» **EXERCISE BRIEF**: Select every line in the items below that contains the word "blue", and copy each one in full. Case counts.

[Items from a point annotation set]
......

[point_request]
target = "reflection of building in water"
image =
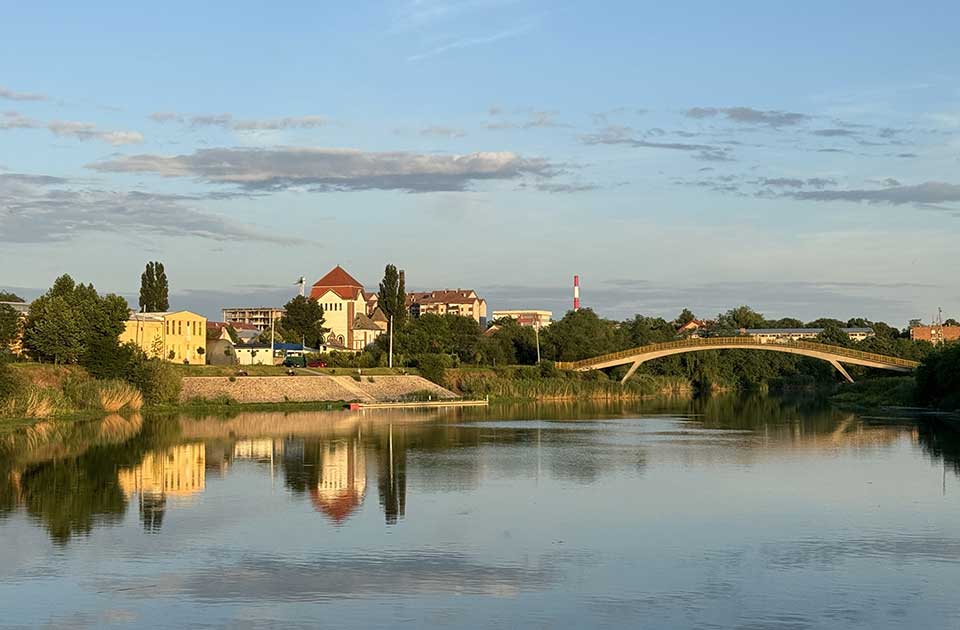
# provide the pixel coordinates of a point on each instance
(392, 474)
(342, 479)
(176, 471)
(263, 450)
(331, 470)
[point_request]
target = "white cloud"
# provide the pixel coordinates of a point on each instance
(334, 169)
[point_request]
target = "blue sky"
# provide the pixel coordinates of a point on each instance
(802, 159)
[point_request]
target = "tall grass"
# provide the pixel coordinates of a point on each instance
(526, 384)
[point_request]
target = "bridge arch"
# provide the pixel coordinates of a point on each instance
(835, 355)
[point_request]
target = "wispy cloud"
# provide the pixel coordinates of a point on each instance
(618, 135)
(926, 193)
(10, 95)
(750, 116)
(43, 209)
(82, 131)
(321, 169)
(470, 42)
(227, 121)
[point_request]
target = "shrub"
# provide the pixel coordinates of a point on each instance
(548, 369)
(433, 367)
(9, 380)
(157, 380)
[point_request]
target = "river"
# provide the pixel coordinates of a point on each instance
(730, 512)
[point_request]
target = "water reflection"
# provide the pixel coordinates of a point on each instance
(73, 477)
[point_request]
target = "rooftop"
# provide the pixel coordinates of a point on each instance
(338, 281)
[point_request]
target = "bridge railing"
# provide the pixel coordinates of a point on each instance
(707, 342)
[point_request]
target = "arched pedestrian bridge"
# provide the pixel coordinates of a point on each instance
(835, 355)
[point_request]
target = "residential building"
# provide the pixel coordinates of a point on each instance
(22, 309)
(779, 335)
(694, 327)
(527, 317)
(177, 336)
(463, 302)
(345, 314)
(178, 471)
(258, 316)
(341, 479)
(935, 334)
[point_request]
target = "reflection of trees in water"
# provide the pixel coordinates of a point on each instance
(73, 494)
(940, 441)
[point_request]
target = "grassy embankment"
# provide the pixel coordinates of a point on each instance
(533, 383)
(889, 391)
(35, 391)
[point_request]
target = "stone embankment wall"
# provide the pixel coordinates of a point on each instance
(262, 389)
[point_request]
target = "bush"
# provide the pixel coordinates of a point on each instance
(9, 380)
(433, 367)
(158, 381)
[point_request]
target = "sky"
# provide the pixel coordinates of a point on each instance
(802, 158)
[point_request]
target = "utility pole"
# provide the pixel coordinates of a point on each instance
(271, 342)
(390, 356)
(536, 328)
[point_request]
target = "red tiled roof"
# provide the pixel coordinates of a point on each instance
(337, 508)
(338, 281)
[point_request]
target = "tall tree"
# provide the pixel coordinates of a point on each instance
(685, 317)
(391, 298)
(71, 319)
(154, 291)
(303, 320)
(9, 326)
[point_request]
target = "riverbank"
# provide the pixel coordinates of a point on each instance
(550, 384)
(284, 389)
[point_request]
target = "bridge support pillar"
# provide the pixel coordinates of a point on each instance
(843, 371)
(633, 368)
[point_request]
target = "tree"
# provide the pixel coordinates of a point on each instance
(303, 320)
(9, 326)
(70, 320)
(391, 298)
(787, 322)
(741, 317)
(833, 335)
(579, 335)
(685, 317)
(153, 289)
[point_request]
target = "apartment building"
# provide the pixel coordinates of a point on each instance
(462, 302)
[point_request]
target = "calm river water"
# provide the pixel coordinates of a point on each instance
(725, 513)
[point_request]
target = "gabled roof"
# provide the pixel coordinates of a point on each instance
(338, 281)
(362, 322)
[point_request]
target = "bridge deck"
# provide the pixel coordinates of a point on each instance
(808, 348)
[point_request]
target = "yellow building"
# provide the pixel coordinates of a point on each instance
(178, 336)
(22, 309)
(176, 471)
(344, 304)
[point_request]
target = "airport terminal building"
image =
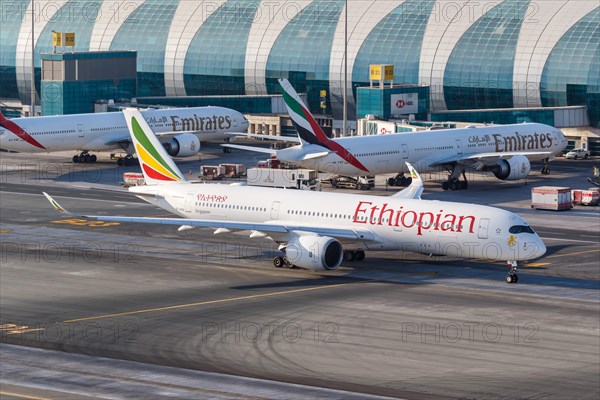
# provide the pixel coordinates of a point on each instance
(470, 54)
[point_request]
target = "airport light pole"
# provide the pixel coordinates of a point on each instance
(345, 101)
(32, 111)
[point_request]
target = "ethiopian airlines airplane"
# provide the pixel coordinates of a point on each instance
(506, 150)
(319, 230)
(180, 130)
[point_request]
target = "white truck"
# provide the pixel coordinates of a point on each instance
(301, 179)
(348, 182)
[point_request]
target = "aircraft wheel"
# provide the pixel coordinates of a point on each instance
(278, 262)
(349, 255)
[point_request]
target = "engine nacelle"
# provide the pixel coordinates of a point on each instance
(184, 145)
(317, 253)
(513, 169)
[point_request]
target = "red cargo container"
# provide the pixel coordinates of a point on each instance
(576, 196)
(551, 198)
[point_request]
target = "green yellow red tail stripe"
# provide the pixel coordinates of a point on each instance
(156, 164)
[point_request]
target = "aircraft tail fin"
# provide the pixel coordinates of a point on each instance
(157, 166)
(415, 189)
(309, 131)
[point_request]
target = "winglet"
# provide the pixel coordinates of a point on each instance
(56, 206)
(415, 189)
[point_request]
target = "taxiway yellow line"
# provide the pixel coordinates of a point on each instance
(21, 396)
(202, 303)
(574, 254)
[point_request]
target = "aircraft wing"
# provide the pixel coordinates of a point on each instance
(308, 155)
(275, 227)
(160, 135)
(267, 137)
(488, 158)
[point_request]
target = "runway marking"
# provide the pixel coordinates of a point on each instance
(137, 203)
(573, 254)
(12, 329)
(571, 240)
(85, 222)
(22, 396)
(201, 303)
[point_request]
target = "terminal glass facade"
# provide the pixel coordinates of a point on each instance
(479, 73)
(215, 60)
(302, 51)
(396, 40)
(572, 73)
(150, 40)
(11, 16)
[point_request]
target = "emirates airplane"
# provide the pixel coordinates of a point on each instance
(319, 230)
(180, 130)
(506, 150)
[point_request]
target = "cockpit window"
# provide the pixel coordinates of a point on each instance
(520, 229)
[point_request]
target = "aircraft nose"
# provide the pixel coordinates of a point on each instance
(541, 248)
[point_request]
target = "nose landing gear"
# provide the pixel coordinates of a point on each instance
(127, 161)
(399, 180)
(512, 276)
(454, 182)
(546, 167)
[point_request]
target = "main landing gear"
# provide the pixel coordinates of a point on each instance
(512, 276)
(281, 262)
(453, 182)
(127, 161)
(546, 167)
(399, 180)
(357, 255)
(84, 157)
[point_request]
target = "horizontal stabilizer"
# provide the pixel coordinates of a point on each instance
(267, 137)
(489, 158)
(312, 156)
(251, 148)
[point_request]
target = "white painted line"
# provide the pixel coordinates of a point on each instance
(77, 198)
(570, 240)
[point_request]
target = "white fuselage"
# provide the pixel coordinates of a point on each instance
(389, 153)
(101, 131)
(384, 223)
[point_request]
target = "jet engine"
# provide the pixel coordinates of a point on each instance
(512, 169)
(184, 145)
(317, 253)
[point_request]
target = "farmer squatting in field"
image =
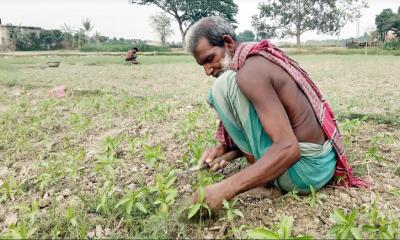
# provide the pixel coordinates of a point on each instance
(270, 112)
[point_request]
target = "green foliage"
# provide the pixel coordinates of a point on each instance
(199, 205)
(230, 212)
(121, 47)
(132, 200)
(161, 24)
(165, 192)
(9, 190)
(19, 231)
(187, 12)
(276, 17)
(246, 36)
(346, 226)
(379, 226)
(153, 154)
(282, 231)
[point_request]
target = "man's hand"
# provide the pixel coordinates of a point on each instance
(218, 157)
(214, 195)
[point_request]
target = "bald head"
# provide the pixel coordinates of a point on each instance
(211, 28)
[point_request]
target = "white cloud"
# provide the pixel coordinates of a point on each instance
(118, 18)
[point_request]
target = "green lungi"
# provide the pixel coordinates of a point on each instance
(317, 164)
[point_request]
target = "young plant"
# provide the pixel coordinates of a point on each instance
(379, 226)
(231, 213)
(165, 192)
(153, 154)
(19, 231)
(283, 231)
(346, 226)
(316, 198)
(199, 205)
(9, 190)
(131, 201)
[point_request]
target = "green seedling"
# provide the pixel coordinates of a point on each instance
(77, 224)
(373, 154)
(9, 190)
(106, 193)
(19, 231)
(316, 198)
(199, 205)
(294, 194)
(346, 226)
(132, 201)
(379, 226)
(283, 231)
(231, 213)
(165, 192)
(153, 154)
(29, 212)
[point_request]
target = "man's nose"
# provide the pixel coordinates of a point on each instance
(208, 70)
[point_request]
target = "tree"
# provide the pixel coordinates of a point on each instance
(281, 18)
(388, 20)
(97, 37)
(161, 24)
(15, 34)
(87, 28)
(68, 33)
(246, 36)
(187, 12)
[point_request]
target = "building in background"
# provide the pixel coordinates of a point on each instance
(5, 41)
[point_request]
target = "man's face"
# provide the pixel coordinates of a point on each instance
(215, 60)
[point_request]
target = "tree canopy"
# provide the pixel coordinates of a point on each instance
(187, 12)
(246, 36)
(161, 24)
(388, 20)
(281, 18)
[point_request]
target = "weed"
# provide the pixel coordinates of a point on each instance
(165, 193)
(199, 205)
(9, 190)
(346, 226)
(231, 213)
(316, 198)
(152, 155)
(131, 201)
(282, 231)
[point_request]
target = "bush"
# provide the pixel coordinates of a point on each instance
(392, 45)
(122, 47)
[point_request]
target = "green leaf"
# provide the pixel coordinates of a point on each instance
(262, 233)
(122, 202)
(356, 233)
(141, 207)
(193, 210)
(238, 213)
(339, 217)
(226, 204)
(201, 194)
(204, 205)
(286, 227)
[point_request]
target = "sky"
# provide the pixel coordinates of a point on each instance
(118, 18)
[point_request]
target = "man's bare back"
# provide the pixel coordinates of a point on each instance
(298, 109)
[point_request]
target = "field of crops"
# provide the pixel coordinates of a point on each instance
(101, 162)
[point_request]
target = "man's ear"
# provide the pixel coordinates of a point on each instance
(229, 43)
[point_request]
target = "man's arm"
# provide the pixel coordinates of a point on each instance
(255, 81)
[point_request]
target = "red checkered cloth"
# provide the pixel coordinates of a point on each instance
(343, 172)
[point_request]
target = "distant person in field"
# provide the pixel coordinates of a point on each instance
(270, 112)
(131, 55)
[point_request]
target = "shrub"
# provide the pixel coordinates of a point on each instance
(122, 47)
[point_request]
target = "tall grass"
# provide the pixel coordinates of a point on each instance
(121, 47)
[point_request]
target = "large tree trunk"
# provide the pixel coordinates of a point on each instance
(298, 41)
(183, 32)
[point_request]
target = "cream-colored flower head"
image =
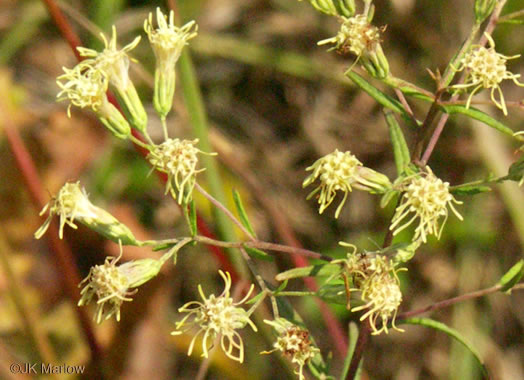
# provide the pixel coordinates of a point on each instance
(382, 297)
(112, 284)
(178, 159)
(83, 87)
(168, 40)
(217, 317)
(336, 172)
(487, 69)
(112, 61)
(426, 198)
(356, 35)
(72, 204)
(86, 86)
(294, 342)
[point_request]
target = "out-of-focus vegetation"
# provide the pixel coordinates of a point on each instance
(275, 102)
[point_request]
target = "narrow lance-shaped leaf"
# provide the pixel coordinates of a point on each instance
(258, 254)
(516, 170)
(383, 99)
(469, 189)
(427, 322)
(400, 147)
(242, 213)
(512, 277)
(310, 271)
(192, 218)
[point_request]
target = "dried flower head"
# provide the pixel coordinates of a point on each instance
(112, 284)
(294, 342)
(425, 198)
(178, 159)
(217, 317)
(381, 295)
(167, 42)
(486, 69)
(72, 204)
(336, 172)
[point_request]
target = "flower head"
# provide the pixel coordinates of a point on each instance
(425, 198)
(112, 61)
(336, 171)
(358, 36)
(486, 69)
(168, 40)
(112, 284)
(114, 64)
(342, 171)
(83, 87)
(86, 86)
(178, 159)
(381, 295)
(217, 317)
(72, 204)
(294, 342)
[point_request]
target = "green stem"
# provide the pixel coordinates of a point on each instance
(197, 115)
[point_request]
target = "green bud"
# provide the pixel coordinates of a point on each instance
(483, 9)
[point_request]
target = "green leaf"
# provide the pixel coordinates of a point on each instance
(469, 189)
(191, 218)
(242, 213)
(512, 277)
(258, 254)
(478, 115)
(383, 99)
(353, 335)
(400, 148)
(309, 271)
(427, 322)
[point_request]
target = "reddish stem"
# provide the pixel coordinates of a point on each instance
(63, 256)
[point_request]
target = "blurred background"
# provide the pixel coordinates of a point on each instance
(276, 102)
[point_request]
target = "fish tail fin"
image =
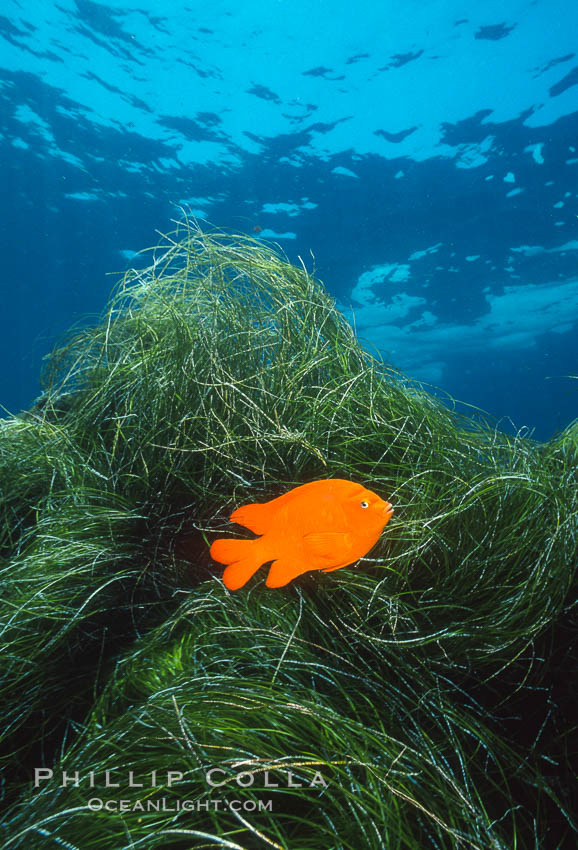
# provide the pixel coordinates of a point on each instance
(242, 558)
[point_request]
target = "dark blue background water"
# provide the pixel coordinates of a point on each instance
(427, 156)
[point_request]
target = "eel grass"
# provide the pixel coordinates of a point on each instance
(423, 684)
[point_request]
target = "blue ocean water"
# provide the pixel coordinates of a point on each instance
(425, 152)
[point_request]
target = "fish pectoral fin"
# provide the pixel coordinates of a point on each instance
(329, 546)
(282, 572)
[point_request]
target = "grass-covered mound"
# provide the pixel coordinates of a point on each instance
(220, 375)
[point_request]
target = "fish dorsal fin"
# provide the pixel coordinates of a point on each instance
(255, 517)
(330, 546)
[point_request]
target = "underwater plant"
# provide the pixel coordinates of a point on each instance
(222, 374)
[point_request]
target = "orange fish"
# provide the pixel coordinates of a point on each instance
(324, 525)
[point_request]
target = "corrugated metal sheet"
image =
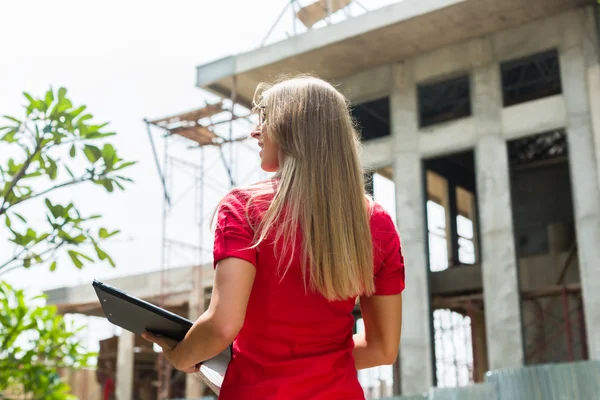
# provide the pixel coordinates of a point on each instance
(480, 391)
(568, 381)
(573, 381)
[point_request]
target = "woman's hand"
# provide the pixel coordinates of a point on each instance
(168, 347)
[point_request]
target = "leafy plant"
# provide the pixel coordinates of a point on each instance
(54, 146)
(35, 342)
(44, 149)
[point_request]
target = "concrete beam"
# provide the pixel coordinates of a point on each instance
(377, 153)
(447, 138)
(586, 190)
(416, 353)
(536, 116)
(125, 354)
(366, 86)
(499, 261)
(318, 38)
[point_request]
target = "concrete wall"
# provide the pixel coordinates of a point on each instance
(540, 196)
(487, 132)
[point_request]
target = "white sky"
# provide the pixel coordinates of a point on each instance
(126, 60)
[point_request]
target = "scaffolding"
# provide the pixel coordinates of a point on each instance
(201, 153)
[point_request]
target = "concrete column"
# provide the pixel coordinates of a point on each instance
(125, 354)
(498, 256)
(193, 384)
(584, 178)
(415, 348)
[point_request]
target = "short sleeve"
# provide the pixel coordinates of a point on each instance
(233, 233)
(389, 274)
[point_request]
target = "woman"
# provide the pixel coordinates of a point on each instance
(293, 254)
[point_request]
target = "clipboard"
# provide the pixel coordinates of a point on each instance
(138, 316)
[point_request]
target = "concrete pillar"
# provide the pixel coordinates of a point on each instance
(193, 384)
(498, 256)
(415, 348)
(585, 182)
(125, 354)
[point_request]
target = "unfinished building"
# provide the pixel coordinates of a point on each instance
(485, 115)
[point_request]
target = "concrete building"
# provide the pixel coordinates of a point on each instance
(488, 112)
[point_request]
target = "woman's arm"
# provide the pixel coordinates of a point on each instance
(220, 324)
(379, 344)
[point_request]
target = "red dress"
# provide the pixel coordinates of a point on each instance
(295, 345)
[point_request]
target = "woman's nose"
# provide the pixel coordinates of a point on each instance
(255, 134)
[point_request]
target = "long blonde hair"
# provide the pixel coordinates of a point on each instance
(321, 187)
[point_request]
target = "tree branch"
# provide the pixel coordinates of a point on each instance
(10, 268)
(33, 196)
(19, 175)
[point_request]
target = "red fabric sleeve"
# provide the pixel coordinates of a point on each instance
(233, 234)
(389, 277)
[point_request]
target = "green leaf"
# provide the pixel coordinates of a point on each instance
(28, 96)
(13, 119)
(109, 154)
(84, 118)
(75, 259)
(69, 172)
(9, 137)
(62, 92)
(56, 212)
(125, 165)
(101, 254)
(20, 217)
(107, 183)
(49, 98)
(52, 168)
(78, 111)
(92, 153)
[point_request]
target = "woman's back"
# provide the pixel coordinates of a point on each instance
(295, 343)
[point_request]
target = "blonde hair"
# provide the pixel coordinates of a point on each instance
(321, 187)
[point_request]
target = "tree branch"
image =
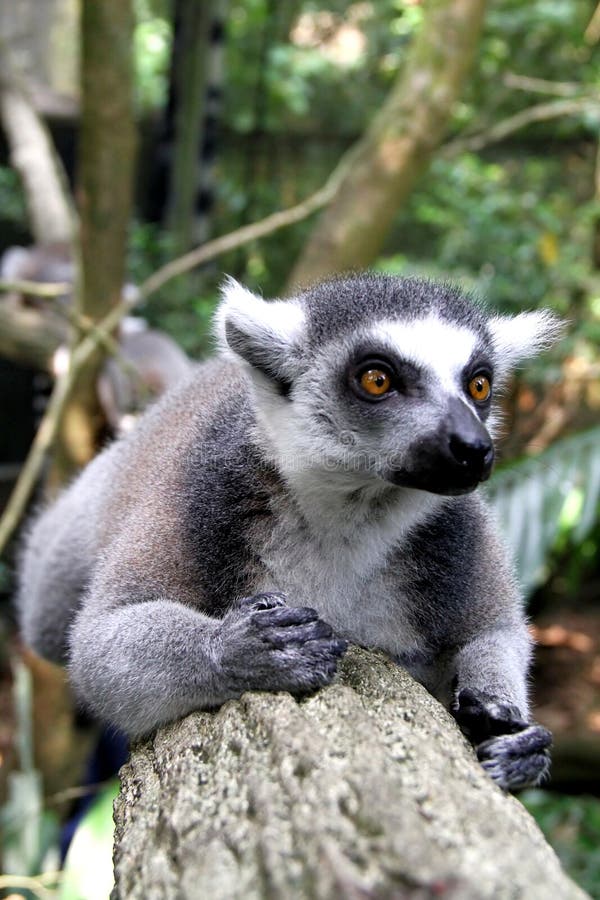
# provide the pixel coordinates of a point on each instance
(47, 290)
(48, 429)
(541, 112)
(543, 86)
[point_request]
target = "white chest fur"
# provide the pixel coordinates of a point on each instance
(345, 563)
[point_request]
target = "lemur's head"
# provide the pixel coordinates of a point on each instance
(378, 377)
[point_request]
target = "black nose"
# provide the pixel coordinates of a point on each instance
(474, 452)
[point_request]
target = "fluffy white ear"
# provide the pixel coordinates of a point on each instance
(522, 336)
(264, 333)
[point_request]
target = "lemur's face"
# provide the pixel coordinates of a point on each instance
(403, 395)
(403, 402)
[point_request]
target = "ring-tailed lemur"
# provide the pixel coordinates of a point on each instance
(309, 487)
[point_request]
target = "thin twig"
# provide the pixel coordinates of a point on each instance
(35, 885)
(541, 112)
(543, 86)
(592, 32)
(48, 429)
(47, 290)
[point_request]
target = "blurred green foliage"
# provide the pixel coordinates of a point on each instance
(572, 826)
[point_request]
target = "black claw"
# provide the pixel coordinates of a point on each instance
(264, 601)
(286, 615)
(339, 646)
(482, 716)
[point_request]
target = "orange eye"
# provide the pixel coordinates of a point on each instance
(480, 388)
(375, 382)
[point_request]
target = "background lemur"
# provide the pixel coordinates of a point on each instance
(311, 486)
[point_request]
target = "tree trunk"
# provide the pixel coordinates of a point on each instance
(384, 166)
(104, 193)
(190, 49)
(33, 157)
(367, 789)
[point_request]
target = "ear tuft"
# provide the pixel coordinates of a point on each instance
(523, 336)
(263, 333)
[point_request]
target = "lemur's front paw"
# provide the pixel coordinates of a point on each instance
(513, 752)
(273, 647)
(517, 760)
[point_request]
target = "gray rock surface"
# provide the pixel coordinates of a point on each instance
(365, 790)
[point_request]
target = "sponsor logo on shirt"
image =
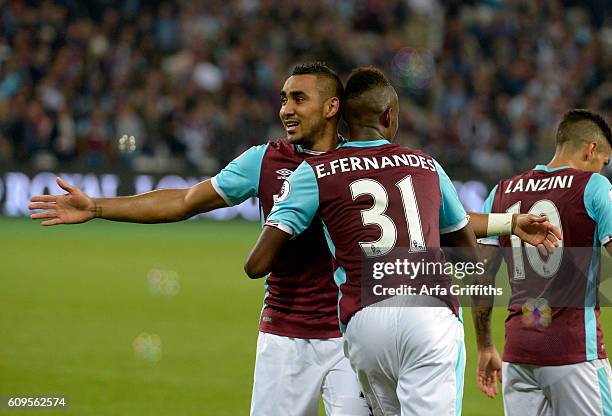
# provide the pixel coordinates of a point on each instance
(283, 194)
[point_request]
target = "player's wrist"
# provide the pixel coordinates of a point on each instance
(486, 346)
(95, 209)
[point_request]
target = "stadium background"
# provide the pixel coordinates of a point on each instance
(130, 319)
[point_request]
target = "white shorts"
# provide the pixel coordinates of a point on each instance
(409, 360)
(291, 374)
(581, 389)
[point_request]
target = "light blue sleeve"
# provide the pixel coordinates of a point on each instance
(297, 203)
(239, 180)
(487, 207)
(452, 215)
(598, 203)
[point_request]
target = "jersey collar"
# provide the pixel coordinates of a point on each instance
(369, 143)
(547, 169)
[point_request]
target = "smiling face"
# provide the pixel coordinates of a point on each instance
(598, 157)
(302, 111)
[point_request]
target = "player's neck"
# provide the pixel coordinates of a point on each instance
(326, 144)
(365, 134)
(560, 160)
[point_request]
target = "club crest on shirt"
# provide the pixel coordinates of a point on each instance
(283, 173)
(283, 193)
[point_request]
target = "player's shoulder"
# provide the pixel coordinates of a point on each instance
(598, 179)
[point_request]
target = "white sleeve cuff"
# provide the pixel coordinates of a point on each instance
(218, 189)
(488, 241)
(280, 226)
(455, 227)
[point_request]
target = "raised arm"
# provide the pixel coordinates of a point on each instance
(533, 229)
(165, 205)
(294, 208)
(236, 182)
(270, 242)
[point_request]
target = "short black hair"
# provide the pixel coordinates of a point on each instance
(320, 69)
(578, 122)
(364, 79)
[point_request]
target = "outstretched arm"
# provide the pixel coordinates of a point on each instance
(489, 367)
(235, 183)
(533, 229)
(165, 205)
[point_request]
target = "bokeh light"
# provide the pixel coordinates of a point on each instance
(414, 68)
(148, 348)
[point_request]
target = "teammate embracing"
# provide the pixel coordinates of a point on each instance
(299, 354)
(554, 361)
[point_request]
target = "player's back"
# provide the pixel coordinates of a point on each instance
(553, 318)
(300, 299)
(375, 197)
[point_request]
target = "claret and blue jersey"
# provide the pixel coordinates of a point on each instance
(580, 204)
(371, 196)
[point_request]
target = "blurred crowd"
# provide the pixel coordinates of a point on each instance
(482, 83)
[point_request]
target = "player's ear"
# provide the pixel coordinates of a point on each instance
(592, 150)
(387, 117)
(332, 107)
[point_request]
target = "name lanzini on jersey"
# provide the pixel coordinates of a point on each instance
(353, 163)
(540, 184)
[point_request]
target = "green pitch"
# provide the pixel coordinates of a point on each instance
(83, 307)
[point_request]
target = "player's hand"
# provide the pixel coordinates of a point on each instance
(489, 371)
(74, 207)
(538, 231)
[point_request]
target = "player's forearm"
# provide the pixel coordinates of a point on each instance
(260, 259)
(166, 205)
(481, 226)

......

» **FINAL RESULT**:
target = "blue sky"
target = "dark blue background water"
target = "blue ocean water"
target = "light blue sleeve"
target = "claret and blue jersey"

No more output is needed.